**Problem to work on**: Can you give the records below again with "exercise" changed to "task" everywhere it appears, leaving all else unchanged?

**Extracted data entries**:

= = = =

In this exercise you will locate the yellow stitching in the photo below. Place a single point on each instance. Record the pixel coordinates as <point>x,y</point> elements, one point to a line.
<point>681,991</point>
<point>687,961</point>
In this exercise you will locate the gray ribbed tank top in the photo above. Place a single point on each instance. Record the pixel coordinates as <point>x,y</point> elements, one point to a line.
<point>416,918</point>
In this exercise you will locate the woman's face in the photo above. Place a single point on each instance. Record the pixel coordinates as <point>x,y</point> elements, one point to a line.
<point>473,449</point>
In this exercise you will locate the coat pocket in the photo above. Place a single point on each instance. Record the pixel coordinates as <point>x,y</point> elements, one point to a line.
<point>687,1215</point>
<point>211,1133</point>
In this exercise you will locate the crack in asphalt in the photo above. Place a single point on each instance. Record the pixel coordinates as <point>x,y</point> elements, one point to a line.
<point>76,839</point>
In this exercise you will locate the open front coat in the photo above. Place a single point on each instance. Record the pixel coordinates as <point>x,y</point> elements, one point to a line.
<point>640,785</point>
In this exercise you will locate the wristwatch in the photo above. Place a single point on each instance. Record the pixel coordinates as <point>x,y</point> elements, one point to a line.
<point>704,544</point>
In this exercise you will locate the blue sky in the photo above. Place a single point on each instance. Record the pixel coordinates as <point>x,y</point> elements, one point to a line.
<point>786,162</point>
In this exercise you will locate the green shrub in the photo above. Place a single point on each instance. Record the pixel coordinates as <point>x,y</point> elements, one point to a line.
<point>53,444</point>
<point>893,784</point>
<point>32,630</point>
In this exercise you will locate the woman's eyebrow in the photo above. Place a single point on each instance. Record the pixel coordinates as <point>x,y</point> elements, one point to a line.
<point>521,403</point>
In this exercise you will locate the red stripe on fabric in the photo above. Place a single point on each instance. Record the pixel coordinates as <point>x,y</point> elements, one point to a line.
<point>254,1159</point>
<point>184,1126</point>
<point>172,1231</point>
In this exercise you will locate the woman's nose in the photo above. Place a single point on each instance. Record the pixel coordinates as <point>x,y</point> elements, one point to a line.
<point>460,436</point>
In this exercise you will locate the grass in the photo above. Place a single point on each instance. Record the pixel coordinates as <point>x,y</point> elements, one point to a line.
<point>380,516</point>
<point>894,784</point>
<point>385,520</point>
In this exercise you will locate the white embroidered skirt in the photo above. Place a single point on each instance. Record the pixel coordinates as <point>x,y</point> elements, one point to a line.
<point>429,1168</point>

= = = =

**The completed task**:
In this task you will locate the yellow stitching in the photo below. Place a single point on each instance. Record the pixel coordinates as <point>x,y</point> elements, one point to a line.
<point>681,991</point>
<point>687,961</point>
In this task you will locate the gray ribbed tank top in the photo above. Place a single point on each instance. Record the pixel coordinates as <point>x,y</point> elements, one point to a line.
<point>416,918</point>
In this task you will locate the woman's face in the photo above. Place a single point on each instance. Record the pixel coordinates as <point>x,y</point> elements, one point to a line.
<point>473,449</point>
In this task you will locate the coat pocket in the photo above. Place a single point on each instance. Record the pixel coordinates as <point>x,y</point> elements, one point to a line.
<point>687,1215</point>
<point>211,1133</point>
In this task you will locate the crack in asphalt in the photo above. Place a single point on each instance. Record the pixel coordinates as <point>x,y</point> elements, one point to a line.
<point>76,839</point>
In this task you will locate the open front coat in the photo above. Place a single point on each instance. Record the pixel coordinates as <point>x,y</point> elements, one point to a line.
<point>640,785</point>
In this task you will locate the wristwatch in the photo above. Place a single point on each instance. Record the pixel coordinates as <point>x,y</point> elements, one point to a line.
<point>704,544</point>
In this task you will locate the blue sky in the photo above. Place a single point on each instance. Record the pixel coordinates as <point>x,y</point> elements, one point to a line.
<point>786,162</point>
In this task you will locate the green shrub in the photo above. Place a single point on each instance. Record the pixel coordinates as <point>x,y</point> elements, one point to a line.
<point>53,444</point>
<point>893,784</point>
<point>32,630</point>
In this task you will locate the woman's eyebrow in the photo above. Place a single point on each instance. Record the pixel coordinates as <point>x,y</point> elements, one point to a line.
<point>521,403</point>
In this task you will locate the red stripe on fabric in the photo above. Place a single point on each instance. Record the pixel coordinates as <point>x,y</point> elements, one point to a line.
<point>254,1159</point>
<point>184,1126</point>
<point>172,1231</point>
In this task you will locate the woman's nose in the photo above. Place a single point on each instance. Record the pixel coordinates as <point>x,y</point> elements, one point to a line.
<point>460,436</point>
In this task you will locate the grass in the photo above. Place a single point on each instance. Record the pixel coordinates as <point>x,y</point> elements, one point to a line.
<point>380,516</point>
<point>894,784</point>
<point>385,520</point>
In this task you will locate the white embroidered skirt in the photo above. Place a single point on each instance. Record the pixel coordinates as <point>x,y</point> elements, one point to a line.
<point>429,1168</point>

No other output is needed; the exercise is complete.